EXERCISE GOAL. Copy the data that follows, character for character, minus the pictures.

[Image-grounded pointing data]
== Segment start ==

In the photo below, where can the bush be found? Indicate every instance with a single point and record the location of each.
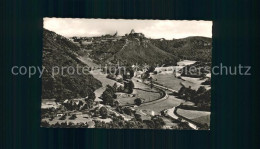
(138, 101)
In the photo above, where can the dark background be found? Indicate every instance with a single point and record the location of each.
(235, 100)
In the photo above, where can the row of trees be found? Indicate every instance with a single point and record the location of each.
(201, 97)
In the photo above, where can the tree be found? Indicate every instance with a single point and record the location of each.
(138, 101)
(103, 112)
(158, 122)
(73, 117)
(129, 86)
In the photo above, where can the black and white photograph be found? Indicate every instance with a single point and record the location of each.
(126, 74)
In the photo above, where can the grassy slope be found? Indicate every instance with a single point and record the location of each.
(58, 51)
(150, 54)
(191, 48)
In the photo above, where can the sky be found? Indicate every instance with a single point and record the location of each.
(155, 29)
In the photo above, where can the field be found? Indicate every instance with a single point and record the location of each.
(192, 114)
(202, 119)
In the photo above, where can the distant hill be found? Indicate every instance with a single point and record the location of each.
(191, 48)
(59, 51)
(129, 49)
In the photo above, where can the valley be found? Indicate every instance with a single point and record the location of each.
(154, 95)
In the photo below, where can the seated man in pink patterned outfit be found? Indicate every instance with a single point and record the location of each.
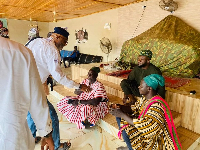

== Segment end ==

TASK ANSWER.
In the photo below, where can the bush be found? Indicate every instance with a single point and record the location of each.
(138, 101)
In the photo above, where can the dark background be found? Indicate every instance with a single point and record the location of each.
(235, 100)
In the photo above, where can the row of trees be found? Indicate every instance with a single point and record the location of each.
(201, 97)
In the photo above, where can the tree be found? Indicate every instance with a single point and record the location of each.
(138, 101)
(103, 112)
(158, 122)
(73, 117)
(129, 86)
In the photo above, where can the black and white photograph be found? Indicate every instance with a single point and record the location of each.
(126, 74)
In the photo above, where can the grassy slope be found? Indicate every instance with a single point and record the location of each.
(58, 51)
(150, 54)
(191, 48)
In the photo above, where can the sky be found? Indicate every instance with a single point and record the location of each.
(155, 29)
In the photo above, where can the field be found? Indicate every instance with a single point and record the location of each.
(192, 114)
(202, 119)
In the photo above, where can the distant hill be found? Indicate every instance with a single point and record the location of each.
(191, 48)
(59, 51)
(129, 49)
In the photo above, where can the valley be found? Indicate every instance with a single point and record the location of each.
(154, 95)
In the photo below, where can the seated man in pink patterned outfit be found? Indicate every instance with a single point and record the location of each.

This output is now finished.